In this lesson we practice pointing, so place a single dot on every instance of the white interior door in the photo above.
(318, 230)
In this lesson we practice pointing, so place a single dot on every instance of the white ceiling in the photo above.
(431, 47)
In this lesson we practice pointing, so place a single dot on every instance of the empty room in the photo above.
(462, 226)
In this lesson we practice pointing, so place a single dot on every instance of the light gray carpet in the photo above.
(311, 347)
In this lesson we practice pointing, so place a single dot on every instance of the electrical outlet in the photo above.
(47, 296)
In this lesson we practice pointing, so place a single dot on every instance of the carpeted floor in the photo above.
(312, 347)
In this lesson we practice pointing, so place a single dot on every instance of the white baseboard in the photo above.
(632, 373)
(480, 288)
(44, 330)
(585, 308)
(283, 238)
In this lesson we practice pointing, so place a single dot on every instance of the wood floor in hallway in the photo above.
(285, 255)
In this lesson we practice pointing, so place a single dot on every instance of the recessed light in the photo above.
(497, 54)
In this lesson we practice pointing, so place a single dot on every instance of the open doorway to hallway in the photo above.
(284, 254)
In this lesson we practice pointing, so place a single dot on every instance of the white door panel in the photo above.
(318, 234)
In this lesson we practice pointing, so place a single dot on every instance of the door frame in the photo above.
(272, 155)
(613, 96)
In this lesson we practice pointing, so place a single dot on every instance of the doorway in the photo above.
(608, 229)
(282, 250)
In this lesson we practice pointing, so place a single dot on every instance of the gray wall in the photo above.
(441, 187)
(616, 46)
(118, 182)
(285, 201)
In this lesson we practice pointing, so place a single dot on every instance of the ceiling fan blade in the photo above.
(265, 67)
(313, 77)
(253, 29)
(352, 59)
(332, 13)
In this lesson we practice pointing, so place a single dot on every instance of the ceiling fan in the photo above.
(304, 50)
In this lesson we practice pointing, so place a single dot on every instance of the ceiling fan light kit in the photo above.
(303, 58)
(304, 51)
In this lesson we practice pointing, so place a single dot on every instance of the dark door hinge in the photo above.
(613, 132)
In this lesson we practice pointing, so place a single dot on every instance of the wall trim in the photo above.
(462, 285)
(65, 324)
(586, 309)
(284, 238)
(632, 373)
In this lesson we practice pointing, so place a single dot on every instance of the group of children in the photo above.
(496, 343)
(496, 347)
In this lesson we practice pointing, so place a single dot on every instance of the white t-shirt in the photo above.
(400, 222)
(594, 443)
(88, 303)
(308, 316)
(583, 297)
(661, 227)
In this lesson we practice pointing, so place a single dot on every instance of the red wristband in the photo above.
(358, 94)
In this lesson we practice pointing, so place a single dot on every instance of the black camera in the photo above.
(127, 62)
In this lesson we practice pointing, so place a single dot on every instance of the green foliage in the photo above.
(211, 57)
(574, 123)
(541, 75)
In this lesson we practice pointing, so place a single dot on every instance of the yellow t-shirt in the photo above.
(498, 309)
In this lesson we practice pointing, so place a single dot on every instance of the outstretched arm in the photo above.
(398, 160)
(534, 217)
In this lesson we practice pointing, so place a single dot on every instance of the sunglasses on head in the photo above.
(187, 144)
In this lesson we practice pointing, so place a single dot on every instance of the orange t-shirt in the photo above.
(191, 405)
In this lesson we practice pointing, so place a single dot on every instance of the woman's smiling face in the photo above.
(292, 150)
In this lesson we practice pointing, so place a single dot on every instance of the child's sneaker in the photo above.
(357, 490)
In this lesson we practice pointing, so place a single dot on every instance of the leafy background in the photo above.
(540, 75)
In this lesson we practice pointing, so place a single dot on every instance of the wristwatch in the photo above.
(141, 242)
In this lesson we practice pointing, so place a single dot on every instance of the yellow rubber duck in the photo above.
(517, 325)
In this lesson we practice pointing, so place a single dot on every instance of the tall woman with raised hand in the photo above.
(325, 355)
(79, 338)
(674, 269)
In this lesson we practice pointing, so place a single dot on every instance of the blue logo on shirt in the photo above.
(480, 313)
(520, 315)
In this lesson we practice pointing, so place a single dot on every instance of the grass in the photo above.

* **GOAL OF THE EXERCISE**
Reproduce exactly the lines from the one containing "white t-shirt in the photo above." through the last line of the records above, including both, and nothing else.

* **ANSWER TO THIS PROBLEM**
In this lesson we practice pointing, so place a single dot on every instance of the white t-shirt in the photo above.
(400, 222)
(594, 443)
(88, 303)
(308, 316)
(583, 297)
(661, 227)
In this lesson we practice pointing, so place a single dot on every instance of the red wristband in the photo above.
(358, 94)
In this lesson we practice pointing, so place a single dot on every instance of the black camera in the photo above.
(127, 62)
In this lesson we practice pointing, so place a single dot on every instance of the green foliage in the photo above.
(211, 57)
(574, 123)
(541, 75)
In this lesson we practice pointing, so place a single dot on every instance of the yellow t-shirt in the photo above.
(498, 309)
In this lesson we practice pointing, so place a single dot on every instance of the outstretched arm in the photo above.
(398, 160)
(534, 217)
In this lesson we practice pointing, so place a single dot on every instance of the sunglasses on head in the photo above.
(187, 144)
In this lesson we practice pointing, so place a single dot on every instance of the orange t-shirt in the photo above.
(191, 405)
In this lesson we practice pointing, so place a single dot on every instance of the woman's smiling face in the photo above.
(292, 150)
In this lesson we practice pointing, so place a single dot on every instance of the child's sneaker in the photo above.
(357, 490)
In this lesson we practice pointing, so place a single dot on every instance of the leafy background in the photo above.
(540, 75)
In this lesson we practice pointing, so place a single dot on every instance of the wristwatch in the photo above.
(141, 242)
In this lesson we practice pointing, so place a single dot on every instance of the yellow rubber duck in the photo above.
(517, 325)
In this lesson we practice pointing, so place a single dot on every instance of the tall woman with raised hand in the photo above.
(325, 355)
(79, 338)
(674, 269)
In this lesson we practice pointing, so place a single dot on every instance of the blue logo on shirt in the photo above.
(480, 313)
(520, 315)
In this lesson we practice pointing, so place a single dot on every instance of the grass in the photo above.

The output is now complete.